### Written instruction
Print the listing below again word for word, including its answers, but leave the pictures out.
== Source records ==
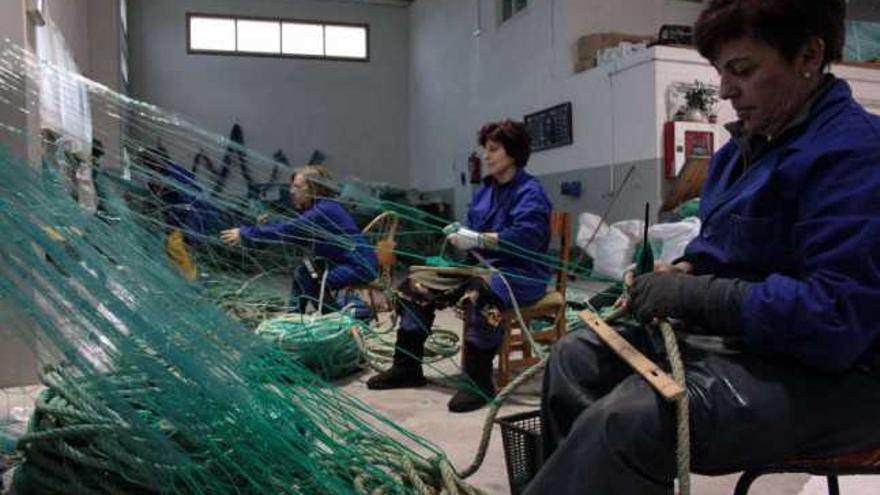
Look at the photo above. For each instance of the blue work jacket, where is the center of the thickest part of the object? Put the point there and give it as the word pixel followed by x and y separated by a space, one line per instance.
pixel 519 212
pixel 183 207
pixel 331 233
pixel 803 222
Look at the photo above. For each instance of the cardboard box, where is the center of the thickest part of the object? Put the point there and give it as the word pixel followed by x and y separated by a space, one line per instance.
pixel 590 44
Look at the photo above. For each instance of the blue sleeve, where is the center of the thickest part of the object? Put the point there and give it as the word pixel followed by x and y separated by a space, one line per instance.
pixel 297 230
pixel 827 316
pixel 530 228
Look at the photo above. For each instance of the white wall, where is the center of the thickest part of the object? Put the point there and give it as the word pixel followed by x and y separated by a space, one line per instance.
pixel 458 81
pixel 356 113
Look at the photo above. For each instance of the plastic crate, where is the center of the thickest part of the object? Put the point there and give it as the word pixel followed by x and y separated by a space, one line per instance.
pixel 523 448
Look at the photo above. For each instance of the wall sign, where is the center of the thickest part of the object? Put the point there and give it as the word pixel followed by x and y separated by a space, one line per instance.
pixel 550 128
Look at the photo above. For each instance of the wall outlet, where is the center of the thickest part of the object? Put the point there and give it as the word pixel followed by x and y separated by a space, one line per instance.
pixel 573 189
pixel 36 12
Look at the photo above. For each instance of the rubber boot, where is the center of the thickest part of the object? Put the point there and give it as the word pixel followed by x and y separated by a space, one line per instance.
pixel 406 370
pixel 477 367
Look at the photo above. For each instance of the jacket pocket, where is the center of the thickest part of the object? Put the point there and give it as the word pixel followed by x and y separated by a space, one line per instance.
pixel 762 243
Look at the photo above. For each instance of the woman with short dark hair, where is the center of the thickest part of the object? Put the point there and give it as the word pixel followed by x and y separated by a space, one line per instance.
pixel 785 273
pixel 511 209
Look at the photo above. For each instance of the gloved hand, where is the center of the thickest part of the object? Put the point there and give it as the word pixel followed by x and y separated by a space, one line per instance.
pixel 707 301
pixel 463 238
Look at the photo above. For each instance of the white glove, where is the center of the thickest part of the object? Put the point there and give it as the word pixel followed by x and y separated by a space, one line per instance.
pixel 463 238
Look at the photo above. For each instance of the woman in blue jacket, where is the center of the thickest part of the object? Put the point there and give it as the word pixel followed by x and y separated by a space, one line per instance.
pixel 328 229
pixel 787 264
pixel 510 213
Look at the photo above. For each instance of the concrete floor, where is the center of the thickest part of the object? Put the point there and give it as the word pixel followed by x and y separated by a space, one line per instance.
pixel 423 412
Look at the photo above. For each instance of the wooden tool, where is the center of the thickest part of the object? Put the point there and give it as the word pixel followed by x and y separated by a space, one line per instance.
pixel 659 379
===
### Response to the task
Look at the photo above. For each instance of the blue work jacket, where is the center of the thickest part of the object? Put the point there and give it as the word pixel followed by x and y separated by a space, one line per instance.
pixel 519 212
pixel 183 207
pixel 331 233
pixel 803 222
Look at the photo above. For each instance of the cardboard box, where is the center of the thickest part of the object? Put the point there and give it as the word pixel followed by x and y separated by a space, one line per instance.
pixel 590 44
Look at the photo above. For each instance of the blue sleeve, where is the center of the thickest part of the object? Put the point there and give it as the word pixel followed by x and y separated by a space, one line per instance.
pixel 297 230
pixel 827 316
pixel 530 228
Look at the photo above. For each instance of the white wall, where is the center of the thickest part of the object? Put the point there and give it as the word pixel followed by x and y separated by a space, one line per instance.
pixel 458 81
pixel 356 113
Look at the photo above. For each instance of the plastic crate, where is the center of the thickest part of the object? Put the point there and give it as the word pixel followed by x and y separated by a space, one line per instance.
pixel 523 448
Look at the photo above. For each instance of the wall sign, where is the center of the thickest part of the object? Put the point there and give it as the word pixel followed by x and y separated by a space, one line per instance.
pixel 550 128
Look at the photo above. For each instance of the wall outlet, where is the center of the thickest part of the object? Put the point there and give it as the word pixel followed by x and y separated by a space, one line per instance.
pixel 573 189
pixel 36 12
Look at the photo above. For each instance of the rubber boot, where is the center of the thickest part of the object? Put the point there and give it as the word pixel followed by x and y separated by a space, one line per instance.
pixel 406 370
pixel 477 367
Look at the photo above. For each instance of the jacket pocket, where is the center of the thickest part of the object? Put the point there and give it as the word pixel followed by x and y separated by a space, one line per instance.
pixel 762 243
Look at the photo above. For each instance of the woman with short dark hair, where is the center of the thickest part of the object? Put the point there and give it as the word pixel followed by x and y separated by a space, one line per instance.
pixel 785 273
pixel 511 209
Look at the photo above. For each instance of the gloved hand, where is the center of the thickest part of the object? Put the point there and give it as the word pixel followed by x and y separated by a space, one line per instance.
pixel 707 301
pixel 463 238
Look at the photo above. For each instance of the white glove, where is the center of the thickest part of the object? Put the point there and give it as the word pixel followed by x and y separated by a space, one line per instance.
pixel 463 238
Look at the photo above. For each instance of the woman in blue jacket, where is the center of the thickest part of the object? Put the point there and give it as the word pixel followed by x and y separated by a space, one line per instance.
pixel 328 229
pixel 787 264
pixel 510 213
Look at the photo above. For each instance of the concrete floor, where is the center of the thickest part of the object? Put the point there and give it as the word pixel followed by x and y separated by a space, one line per instance.
pixel 423 412
Look at the photo above. For each instance of the wooden tool, where is the center of the thickest part of the object? Put the point there and give it as the word pixel followed by x and y separated by a space, one line per instance.
pixel 659 379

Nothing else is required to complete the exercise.